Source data
---

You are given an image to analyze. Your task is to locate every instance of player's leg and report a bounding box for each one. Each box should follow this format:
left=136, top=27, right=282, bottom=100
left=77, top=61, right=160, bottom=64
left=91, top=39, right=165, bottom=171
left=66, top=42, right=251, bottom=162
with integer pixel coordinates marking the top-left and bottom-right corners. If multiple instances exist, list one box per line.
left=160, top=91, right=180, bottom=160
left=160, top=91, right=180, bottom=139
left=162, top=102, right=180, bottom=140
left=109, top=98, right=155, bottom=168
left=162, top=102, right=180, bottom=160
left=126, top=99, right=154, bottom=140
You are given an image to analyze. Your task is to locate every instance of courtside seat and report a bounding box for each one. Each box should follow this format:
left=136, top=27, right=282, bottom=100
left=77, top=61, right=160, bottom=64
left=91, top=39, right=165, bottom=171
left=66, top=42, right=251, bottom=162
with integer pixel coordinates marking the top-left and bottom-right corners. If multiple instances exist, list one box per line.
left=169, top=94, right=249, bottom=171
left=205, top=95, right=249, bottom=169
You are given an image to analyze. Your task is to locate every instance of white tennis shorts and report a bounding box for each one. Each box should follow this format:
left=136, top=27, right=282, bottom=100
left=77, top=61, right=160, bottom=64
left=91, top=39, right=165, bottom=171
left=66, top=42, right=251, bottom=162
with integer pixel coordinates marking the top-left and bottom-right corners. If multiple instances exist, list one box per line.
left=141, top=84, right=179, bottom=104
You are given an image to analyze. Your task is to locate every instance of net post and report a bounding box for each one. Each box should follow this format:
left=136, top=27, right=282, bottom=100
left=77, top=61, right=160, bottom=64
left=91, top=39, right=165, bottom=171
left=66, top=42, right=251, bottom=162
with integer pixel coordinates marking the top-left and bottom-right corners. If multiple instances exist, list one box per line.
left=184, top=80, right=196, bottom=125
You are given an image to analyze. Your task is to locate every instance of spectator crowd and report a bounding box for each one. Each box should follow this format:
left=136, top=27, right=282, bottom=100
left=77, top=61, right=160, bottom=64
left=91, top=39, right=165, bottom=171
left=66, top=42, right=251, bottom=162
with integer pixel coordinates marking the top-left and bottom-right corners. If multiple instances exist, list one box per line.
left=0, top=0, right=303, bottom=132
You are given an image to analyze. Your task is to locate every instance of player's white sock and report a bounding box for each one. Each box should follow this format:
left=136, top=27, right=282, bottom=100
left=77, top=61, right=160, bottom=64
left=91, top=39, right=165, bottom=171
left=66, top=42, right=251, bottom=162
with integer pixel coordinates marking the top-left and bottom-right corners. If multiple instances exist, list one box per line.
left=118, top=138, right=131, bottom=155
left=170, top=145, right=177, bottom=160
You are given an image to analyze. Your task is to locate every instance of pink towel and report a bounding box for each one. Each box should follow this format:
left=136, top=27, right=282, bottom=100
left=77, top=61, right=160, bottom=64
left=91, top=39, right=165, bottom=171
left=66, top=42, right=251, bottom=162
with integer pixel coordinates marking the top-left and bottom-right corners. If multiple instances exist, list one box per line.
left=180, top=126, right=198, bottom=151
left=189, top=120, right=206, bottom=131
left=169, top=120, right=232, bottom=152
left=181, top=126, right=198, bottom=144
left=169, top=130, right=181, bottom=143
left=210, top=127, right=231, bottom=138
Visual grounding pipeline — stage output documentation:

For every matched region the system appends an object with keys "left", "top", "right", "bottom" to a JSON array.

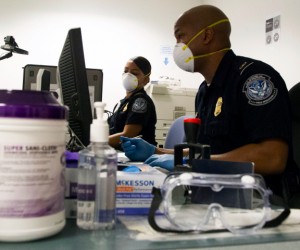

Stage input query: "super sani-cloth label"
[{"left": 0, "top": 143, "right": 65, "bottom": 218}]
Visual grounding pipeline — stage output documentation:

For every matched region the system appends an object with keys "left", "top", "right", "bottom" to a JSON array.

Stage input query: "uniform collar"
[
  {"left": 210, "top": 49, "right": 236, "bottom": 88},
  {"left": 133, "top": 88, "right": 145, "bottom": 95},
  {"left": 126, "top": 88, "right": 145, "bottom": 99}
]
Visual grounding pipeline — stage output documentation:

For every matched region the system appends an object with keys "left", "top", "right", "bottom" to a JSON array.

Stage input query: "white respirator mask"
[
  {"left": 122, "top": 72, "right": 138, "bottom": 92},
  {"left": 173, "top": 19, "right": 230, "bottom": 73}
]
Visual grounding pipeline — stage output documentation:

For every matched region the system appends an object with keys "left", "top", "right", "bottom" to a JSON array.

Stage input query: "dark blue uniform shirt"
[
  {"left": 195, "top": 50, "right": 298, "bottom": 198},
  {"left": 108, "top": 88, "right": 157, "bottom": 146}
]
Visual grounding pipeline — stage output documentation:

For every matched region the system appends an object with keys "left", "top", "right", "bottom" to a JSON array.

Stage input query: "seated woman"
[{"left": 108, "top": 56, "right": 157, "bottom": 150}]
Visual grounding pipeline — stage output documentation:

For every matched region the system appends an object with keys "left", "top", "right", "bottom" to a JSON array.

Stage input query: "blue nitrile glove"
[
  {"left": 120, "top": 136, "right": 156, "bottom": 162},
  {"left": 122, "top": 165, "right": 141, "bottom": 173},
  {"left": 144, "top": 154, "right": 174, "bottom": 171}
]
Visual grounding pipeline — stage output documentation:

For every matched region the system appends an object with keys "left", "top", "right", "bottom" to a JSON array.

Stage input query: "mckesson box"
[{"left": 116, "top": 165, "right": 166, "bottom": 215}]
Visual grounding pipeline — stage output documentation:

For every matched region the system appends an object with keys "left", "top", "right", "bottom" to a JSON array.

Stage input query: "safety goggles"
[{"left": 148, "top": 172, "right": 290, "bottom": 235}]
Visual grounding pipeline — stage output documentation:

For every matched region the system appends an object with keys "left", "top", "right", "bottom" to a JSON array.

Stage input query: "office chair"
[
  {"left": 289, "top": 82, "right": 300, "bottom": 169},
  {"left": 164, "top": 115, "right": 191, "bottom": 149},
  {"left": 288, "top": 82, "right": 300, "bottom": 208}
]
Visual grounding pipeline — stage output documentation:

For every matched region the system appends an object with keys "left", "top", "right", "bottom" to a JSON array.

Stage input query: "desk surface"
[{"left": 1, "top": 217, "right": 300, "bottom": 250}]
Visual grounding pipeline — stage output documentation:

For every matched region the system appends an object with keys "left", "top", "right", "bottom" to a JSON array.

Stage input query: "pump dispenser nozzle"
[{"left": 90, "top": 102, "right": 109, "bottom": 143}]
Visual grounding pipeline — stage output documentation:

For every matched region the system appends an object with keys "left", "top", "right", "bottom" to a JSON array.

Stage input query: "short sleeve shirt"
[
  {"left": 108, "top": 89, "right": 157, "bottom": 146},
  {"left": 195, "top": 50, "right": 296, "bottom": 195}
]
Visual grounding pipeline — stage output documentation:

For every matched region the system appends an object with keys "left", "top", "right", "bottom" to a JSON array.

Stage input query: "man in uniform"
[{"left": 121, "top": 5, "right": 300, "bottom": 204}]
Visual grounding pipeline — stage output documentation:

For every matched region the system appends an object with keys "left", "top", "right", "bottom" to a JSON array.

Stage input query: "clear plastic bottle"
[{"left": 77, "top": 102, "right": 117, "bottom": 230}]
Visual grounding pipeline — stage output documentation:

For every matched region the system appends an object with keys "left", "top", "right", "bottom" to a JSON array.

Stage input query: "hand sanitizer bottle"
[{"left": 77, "top": 102, "right": 117, "bottom": 230}]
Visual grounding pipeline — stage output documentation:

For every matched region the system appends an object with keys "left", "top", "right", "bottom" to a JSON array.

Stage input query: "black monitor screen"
[{"left": 57, "top": 27, "right": 93, "bottom": 151}]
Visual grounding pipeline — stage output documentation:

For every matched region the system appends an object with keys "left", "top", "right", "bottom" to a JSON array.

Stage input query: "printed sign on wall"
[
  {"left": 160, "top": 45, "right": 173, "bottom": 66},
  {"left": 266, "top": 15, "right": 281, "bottom": 45}
]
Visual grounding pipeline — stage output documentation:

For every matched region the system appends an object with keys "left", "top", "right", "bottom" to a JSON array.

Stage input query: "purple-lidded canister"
[{"left": 0, "top": 90, "right": 68, "bottom": 242}]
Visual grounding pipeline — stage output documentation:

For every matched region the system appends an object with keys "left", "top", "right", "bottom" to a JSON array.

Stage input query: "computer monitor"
[
  {"left": 57, "top": 27, "right": 93, "bottom": 151},
  {"left": 22, "top": 64, "right": 103, "bottom": 112},
  {"left": 36, "top": 69, "right": 51, "bottom": 91}
]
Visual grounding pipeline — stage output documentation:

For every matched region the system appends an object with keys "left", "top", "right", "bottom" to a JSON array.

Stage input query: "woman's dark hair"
[{"left": 130, "top": 56, "right": 151, "bottom": 75}]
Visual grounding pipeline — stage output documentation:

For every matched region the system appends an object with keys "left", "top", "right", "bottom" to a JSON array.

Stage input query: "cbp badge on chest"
[
  {"left": 214, "top": 97, "right": 223, "bottom": 116},
  {"left": 122, "top": 103, "right": 128, "bottom": 112}
]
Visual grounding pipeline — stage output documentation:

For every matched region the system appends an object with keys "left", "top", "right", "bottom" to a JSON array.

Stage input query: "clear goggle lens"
[{"left": 160, "top": 173, "right": 272, "bottom": 234}]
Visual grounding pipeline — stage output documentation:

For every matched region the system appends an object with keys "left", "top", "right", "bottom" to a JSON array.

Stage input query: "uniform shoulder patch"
[
  {"left": 132, "top": 97, "right": 147, "bottom": 113},
  {"left": 243, "top": 74, "right": 277, "bottom": 106}
]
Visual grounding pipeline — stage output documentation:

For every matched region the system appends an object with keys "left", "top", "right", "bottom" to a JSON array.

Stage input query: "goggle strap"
[
  {"left": 148, "top": 187, "right": 291, "bottom": 234},
  {"left": 148, "top": 187, "right": 194, "bottom": 233},
  {"left": 264, "top": 194, "right": 290, "bottom": 228},
  {"left": 264, "top": 208, "right": 290, "bottom": 228}
]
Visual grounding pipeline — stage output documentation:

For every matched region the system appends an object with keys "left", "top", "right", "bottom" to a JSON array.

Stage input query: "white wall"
[
  {"left": 1, "top": 0, "right": 300, "bottom": 111},
  {"left": 203, "top": 0, "right": 300, "bottom": 89},
  {"left": 0, "top": 0, "right": 202, "bottom": 111}
]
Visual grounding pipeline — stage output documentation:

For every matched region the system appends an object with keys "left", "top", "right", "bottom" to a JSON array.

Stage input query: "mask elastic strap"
[
  {"left": 185, "top": 48, "right": 231, "bottom": 63},
  {"left": 191, "top": 48, "right": 230, "bottom": 61},
  {"left": 184, "top": 18, "right": 229, "bottom": 50},
  {"left": 148, "top": 187, "right": 290, "bottom": 234}
]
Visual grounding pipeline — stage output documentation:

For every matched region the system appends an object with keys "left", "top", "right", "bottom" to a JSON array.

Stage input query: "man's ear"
[
  {"left": 143, "top": 75, "right": 150, "bottom": 85},
  {"left": 203, "top": 28, "right": 214, "bottom": 44}
]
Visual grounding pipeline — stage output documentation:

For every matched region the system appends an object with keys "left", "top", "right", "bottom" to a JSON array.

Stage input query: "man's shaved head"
[
  {"left": 173, "top": 5, "right": 232, "bottom": 78},
  {"left": 179, "top": 5, "right": 228, "bottom": 28},
  {"left": 175, "top": 5, "right": 231, "bottom": 47}
]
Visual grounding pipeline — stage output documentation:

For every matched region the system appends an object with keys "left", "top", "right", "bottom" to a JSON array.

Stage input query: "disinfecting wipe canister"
[{"left": 0, "top": 90, "right": 68, "bottom": 242}]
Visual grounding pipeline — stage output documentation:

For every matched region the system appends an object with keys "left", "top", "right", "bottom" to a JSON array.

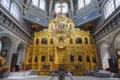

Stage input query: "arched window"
[
  {"left": 55, "top": 2, "right": 68, "bottom": 13},
  {"left": 55, "top": 3, "right": 61, "bottom": 13},
  {"left": 104, "top": 0, "right": 115, "bottom": 19},
  {"left": 0, "top": 0, "right": 10, "bottom": 10},
  {"left": 62, "top": 2, "right": 68, "bottom": 13},
  {"left": 10, "top": 2, "right": 20, "bottom": 20},
  {"left": 85, "top": 37, "right": 88, "bottom": 44},
  {"left": 78, "top": 0, "right": 91, "bottom": 9},
  {"left": 76, "top": 37, "right": 82, "bottom": 44},
  {"left": 32, "top": 0, "right": 46, "bottom": 10},
  {"left": 0, "top": 40, "right": 2, "bottom": 53}
]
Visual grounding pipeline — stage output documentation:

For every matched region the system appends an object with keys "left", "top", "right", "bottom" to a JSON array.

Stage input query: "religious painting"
[
  {"left": 70, "top": 54, "right": 74, "bottom": 62},
  {"left": 36, "top": 38, "right": 39, "bottom": 45},
  {"left": 41, "top": 56, "right": 46, "bottom": 62},
  {"left": 58, "top": 23, "right": 65, "bottom": 29},
  {"left": 49, "top": 53, "right": 54, "bottom": 62},
  {"left": 50, "top": 25, "right": 54, "bottom": 31},
  {"left": 76, "top": 37, "right": 82, "bottom": 44},
  {"left": 86, "top": 55, "right": 90, "bottom": 62},
  {"left": 50, "top": 39, "right": 53, "bottom": 44},
  {"left": 58, "top": 36, "right": 64, "bottom": 43},
  {"left": 41, "top": 38, "right": 48, "bottom": 44},
  {"left": 85, "top": 37, "right": 88, "bottom": 44},
  {"left": 34, "top": 56, "right": 38, "bottom": 62},
  {"left": 68, "top": 24, "right": 72, "bottom": 30},
  {"left": 78, "top": 55, "right": 82, "bottom": 62},
  {"left": 70, "top": 38, "right": 73, "bottom": 44}
]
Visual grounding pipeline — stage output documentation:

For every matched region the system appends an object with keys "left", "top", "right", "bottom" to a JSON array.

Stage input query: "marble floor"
[{"left": 1, "top": 76, "right": 120, "bottom": 80}]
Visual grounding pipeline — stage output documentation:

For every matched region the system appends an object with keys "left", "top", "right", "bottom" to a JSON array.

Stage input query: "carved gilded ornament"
[{"left": 25, "top": 14, "right": 98, "bottom": 75}]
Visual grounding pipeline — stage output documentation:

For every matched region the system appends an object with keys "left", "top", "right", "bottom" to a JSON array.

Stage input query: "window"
[
  {"left": 78, "top": 0, "right": 91, "bottom": 9},
  {"left": 62, "top": 2, "right": 68, "bottom": 13},
  {"left": 39, "top": 0, "right": 45, "bottom": 10},
  {"left": 0, "top": 0, "right": 10, "bottom": 10},
  {"left": 115, "top": 0, "right": 120, "bottom": 8},
  {"left": 85, "top": 0, "right": 91, "bottom": 5},
  {"left": 78, "top": 0, "right": 84, "bottom": 9},
  {"left": 32, "top": 0, "right": 39, "bottom": 6},
  {"left": 10, "top": 2, "right": 20, "bottom": 20},
  {"left": 55, "top": 3, "right": 61, "bottom": 13},
  {"left": 32, "top": 0, "right": 46, "bottom": 10},
  {"left": 0, "top": 41, "right": 2, "bottom": 53},
  {"left": 55, "top": 2, "right": 68, "bottom": 13},
  {"left": 104, "top": 0, "right": 115, "bottom": 18}
]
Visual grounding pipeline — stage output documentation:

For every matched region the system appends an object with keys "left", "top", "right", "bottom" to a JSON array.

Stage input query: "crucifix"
[{"left": 58, "top": 0, "right": 65, "bottom": 14}]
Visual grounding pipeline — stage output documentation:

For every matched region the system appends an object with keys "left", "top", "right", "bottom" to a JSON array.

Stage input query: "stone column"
[
  {"left": 49, "top": 0, "right": 53, "bottom": 20},
  {"left": 70, "top": 0, "right": 74, "bottom": 18}
]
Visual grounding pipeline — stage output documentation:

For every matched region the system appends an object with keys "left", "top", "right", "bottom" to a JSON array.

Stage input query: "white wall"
[{"left": 0, "top": 25, "right": 28, "bottom": 70}]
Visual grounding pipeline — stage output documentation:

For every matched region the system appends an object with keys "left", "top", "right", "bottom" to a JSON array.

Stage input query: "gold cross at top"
[{"left": 58, "top": 0, "right": 65, "bottom": 14}]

---

From the entries above, copy out every line where the string "locate" appears.

■ Answer below ■
You are given an image to analyze. Your task is to locate every instance of player's leg and report a bounding box for each one. Each box should follow this format:
You are given an image to analyze. Your task is to locate every instance of courtside seat and report a bounding box for each one. Each box should follow this format:
You are given an image to analyze. Your task is to locate every instance of white tennis shorts and report a bounding box for each one. Each box should follow this format:
You are given an image to analyze. Your task is to locate every instance of net post and report a bounding box for each one. Each box should follow this format:
You are given an image to analyze. Your task is to locate every instance of spectator crowd and report a bounding box for each one. Each box should follow this format:
You are given an image to analyze. Your task is to locate every instance of player's white sock and report a bounding box for each one. Each box should follow this format:
You are given an image to analyze. Your task is to locate every instance of pink towel and report a bounding box for each one. Each box should follow this format:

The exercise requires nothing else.